Rewrite every one of the rows below as a Markdown table with a "Number" column for the row number and a "Line" column for its text. Skip blank lines and leave the pictures out.

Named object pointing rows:
--- BEGIN ---
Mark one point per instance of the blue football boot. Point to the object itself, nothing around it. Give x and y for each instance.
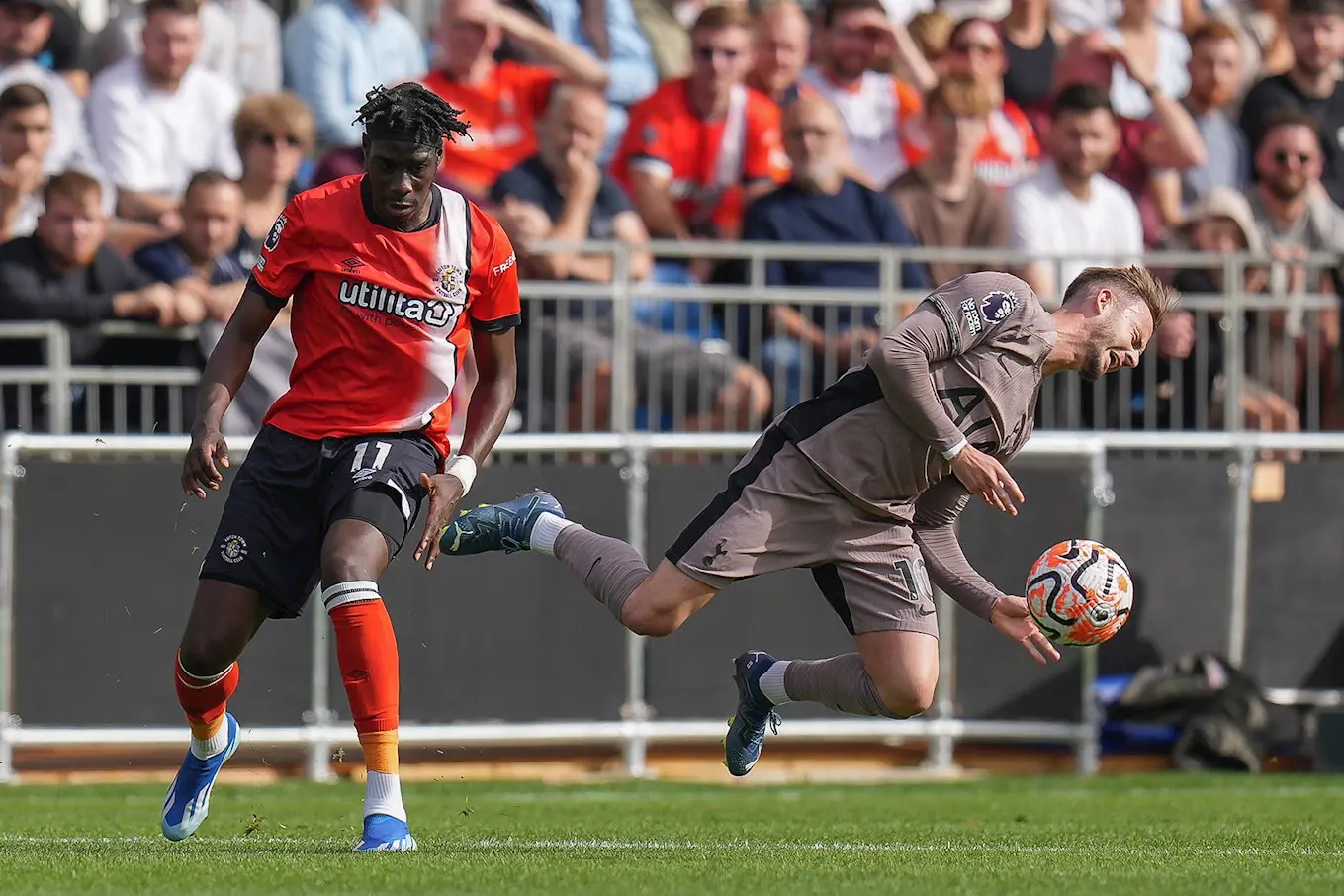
(188, 795)
(746, 728)
(386, 835)
(497, 527)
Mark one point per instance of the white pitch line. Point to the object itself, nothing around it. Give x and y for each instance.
(579, 846)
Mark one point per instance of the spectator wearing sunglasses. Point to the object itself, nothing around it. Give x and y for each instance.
(273, 134)
(1296, 218)
(1008, 149)
(1313, 85)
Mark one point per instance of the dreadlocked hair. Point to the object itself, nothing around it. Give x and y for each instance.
(410, 113)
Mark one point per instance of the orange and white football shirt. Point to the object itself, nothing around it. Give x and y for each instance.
(381, 315)
(879, 113)
(707, 161)
(501, 112)
(1006, 153)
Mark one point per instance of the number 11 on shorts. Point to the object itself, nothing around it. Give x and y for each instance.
(381, 450)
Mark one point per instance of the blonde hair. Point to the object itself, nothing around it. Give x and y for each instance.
(723, 15)
(962, 96)
(932, 33)
(280, 113)
(1134, 282)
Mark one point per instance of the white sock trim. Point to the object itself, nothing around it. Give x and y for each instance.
(344, 592)
(771, 682)
(212, 746)
(546, 529)
(383, 795)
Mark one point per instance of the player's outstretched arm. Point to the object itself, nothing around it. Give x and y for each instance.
(220, 382)
(936, 514)
(496, 366)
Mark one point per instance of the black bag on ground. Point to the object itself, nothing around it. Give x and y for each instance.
--- END ---
Exercise solution:
| Number | Line |
|---|---|
| 1 | Mark one point per instance of the blue football boot. Point to the object itself, nothing around it. Give x and y for each instance. |
| 2 | (188, 795) |
| 3 | (746, 728) |
| 4 | (386, 835) |
| 5 | (497, 527) |
| 6 | Mark one point per instance of the white pitch line. Point to the object itself, nothing around it. Give x and y for each instance. |
| 7 | (579, 846) |
| 8 | Mark one point per instance of the spectator wearing sunglasses. Point to the object itself, nothing around it. Give x and y for each instance. |
| 9 | (273, 134) |
| 10 | (1296, 218) |
| 11 | (1008, 149) |
| 12 | (1313, 85) |
| 13 | Mark one point per instance of the dreadlocked hair. Point to the object itself, nothing around it. Give x and y for each instance. |
| 14 | (410, 113) |
| 15 | Mark one point per instance of the orange and white football shirt. Point to the object itself, nothing around it. Give x and y for each instance. |
| 16 | (381, 315) |
| 17 | (879, 113) |
| 18 | (707, 161) |
| 19 | (501, 112) |
| 20 | (1006, 153) |
| 21 | Mark one point per instance of the number 11 on shorts. Point to the object itself, nothing around it. Give x and y for each instance. |
| 22 | (381, 450) |
| 23 | Mark one point per instance of the blonde hair. Point to the object itself, nothing around it. Give x and y for each instance. |
| 24 | (723, 15) |
| 25 | (962, 96) |
| 26 | (932, 33) |
| 27 | (280, 113) |
| 28 | (1134, 282) |
| 29 | Mark one point per instance of the white sock trim. Point to the object itself, nothing around it. Give x and y for each instance. |
| 30 | (344, 592) |
| 31 | (771, 682) |
| 32 | (212, 746) |
| 33 | (546, 529) |
| 34 | (383, 795) |
| 35 | Mark one point per instance of the player's outstretched arm. Point to the object itself, nothing around it. Give x and y for each instance. |
| 36 | (220, 382) |
| 37 | (936, 514) |
| 38 | (496, 366) |
| 39 | Mark one point per instance of the black bag on ground. Point to the object itself, nothing around it. Give x and y for each instance. |